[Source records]
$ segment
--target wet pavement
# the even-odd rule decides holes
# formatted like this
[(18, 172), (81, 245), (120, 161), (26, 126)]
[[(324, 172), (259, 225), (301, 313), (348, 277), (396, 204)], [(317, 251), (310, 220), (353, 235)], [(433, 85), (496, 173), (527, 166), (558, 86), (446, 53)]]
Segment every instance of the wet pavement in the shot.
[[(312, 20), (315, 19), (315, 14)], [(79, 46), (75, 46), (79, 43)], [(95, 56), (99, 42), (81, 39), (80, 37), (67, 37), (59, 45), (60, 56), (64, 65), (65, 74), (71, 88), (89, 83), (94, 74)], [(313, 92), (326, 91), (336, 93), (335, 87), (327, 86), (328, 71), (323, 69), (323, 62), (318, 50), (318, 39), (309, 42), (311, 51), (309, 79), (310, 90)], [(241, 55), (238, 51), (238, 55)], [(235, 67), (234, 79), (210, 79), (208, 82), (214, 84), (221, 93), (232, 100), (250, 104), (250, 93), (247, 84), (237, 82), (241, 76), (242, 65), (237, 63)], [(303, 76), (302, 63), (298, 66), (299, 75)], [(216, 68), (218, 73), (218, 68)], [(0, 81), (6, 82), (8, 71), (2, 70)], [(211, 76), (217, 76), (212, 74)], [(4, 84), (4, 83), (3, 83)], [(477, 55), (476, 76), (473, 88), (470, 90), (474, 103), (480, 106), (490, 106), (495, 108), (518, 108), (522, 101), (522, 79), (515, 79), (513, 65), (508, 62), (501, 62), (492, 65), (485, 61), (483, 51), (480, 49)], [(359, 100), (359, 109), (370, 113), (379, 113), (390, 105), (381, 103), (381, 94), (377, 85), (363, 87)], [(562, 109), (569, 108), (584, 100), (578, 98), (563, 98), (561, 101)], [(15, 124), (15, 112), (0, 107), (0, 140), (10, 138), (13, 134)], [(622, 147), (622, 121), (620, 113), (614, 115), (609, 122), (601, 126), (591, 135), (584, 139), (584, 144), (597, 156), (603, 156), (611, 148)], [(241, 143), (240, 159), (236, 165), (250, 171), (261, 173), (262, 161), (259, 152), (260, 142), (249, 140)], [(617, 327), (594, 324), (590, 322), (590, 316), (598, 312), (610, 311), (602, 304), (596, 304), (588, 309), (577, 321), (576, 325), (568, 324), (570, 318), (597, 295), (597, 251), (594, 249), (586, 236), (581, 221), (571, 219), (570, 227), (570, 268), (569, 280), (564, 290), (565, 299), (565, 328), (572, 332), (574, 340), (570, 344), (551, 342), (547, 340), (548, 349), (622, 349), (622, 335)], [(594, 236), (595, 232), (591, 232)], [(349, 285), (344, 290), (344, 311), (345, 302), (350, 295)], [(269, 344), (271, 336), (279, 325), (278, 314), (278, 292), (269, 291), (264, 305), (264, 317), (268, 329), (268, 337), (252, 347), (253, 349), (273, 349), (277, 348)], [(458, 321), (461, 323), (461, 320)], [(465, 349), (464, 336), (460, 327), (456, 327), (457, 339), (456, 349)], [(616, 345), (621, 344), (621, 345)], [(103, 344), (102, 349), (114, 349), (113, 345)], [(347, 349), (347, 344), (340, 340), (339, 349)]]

...

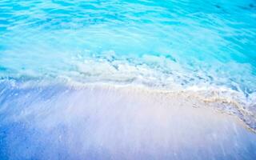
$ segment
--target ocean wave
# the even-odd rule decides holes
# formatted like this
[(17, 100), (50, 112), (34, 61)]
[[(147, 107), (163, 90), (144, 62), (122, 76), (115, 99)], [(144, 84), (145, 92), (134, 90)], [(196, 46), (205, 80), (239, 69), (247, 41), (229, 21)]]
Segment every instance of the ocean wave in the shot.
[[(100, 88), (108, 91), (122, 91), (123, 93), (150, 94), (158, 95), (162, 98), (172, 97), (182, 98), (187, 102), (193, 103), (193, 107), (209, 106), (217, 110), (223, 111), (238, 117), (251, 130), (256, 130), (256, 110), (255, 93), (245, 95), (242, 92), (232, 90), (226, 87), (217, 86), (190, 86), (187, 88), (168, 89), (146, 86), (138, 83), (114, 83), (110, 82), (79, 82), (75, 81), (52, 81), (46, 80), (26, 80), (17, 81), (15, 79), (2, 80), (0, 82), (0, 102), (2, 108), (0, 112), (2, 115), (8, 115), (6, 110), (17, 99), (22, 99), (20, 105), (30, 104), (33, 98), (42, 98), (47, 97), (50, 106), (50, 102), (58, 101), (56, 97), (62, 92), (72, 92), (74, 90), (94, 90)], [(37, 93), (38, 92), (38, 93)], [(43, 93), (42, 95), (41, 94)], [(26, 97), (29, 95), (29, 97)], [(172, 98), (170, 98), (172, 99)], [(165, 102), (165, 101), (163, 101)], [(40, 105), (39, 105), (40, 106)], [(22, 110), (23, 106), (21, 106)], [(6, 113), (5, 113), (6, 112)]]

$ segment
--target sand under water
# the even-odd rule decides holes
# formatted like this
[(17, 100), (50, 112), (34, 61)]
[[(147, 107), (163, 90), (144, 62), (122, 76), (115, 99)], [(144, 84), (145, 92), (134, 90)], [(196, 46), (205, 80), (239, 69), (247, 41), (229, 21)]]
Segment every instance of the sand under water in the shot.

- WHAT YOU SHOULD DO
Gather every line of the entries above that contains the word "water", treating uppercase and lowercase as different.

- SOLUTION
--target sand under water
Segment every instance of the sand under water in the shot.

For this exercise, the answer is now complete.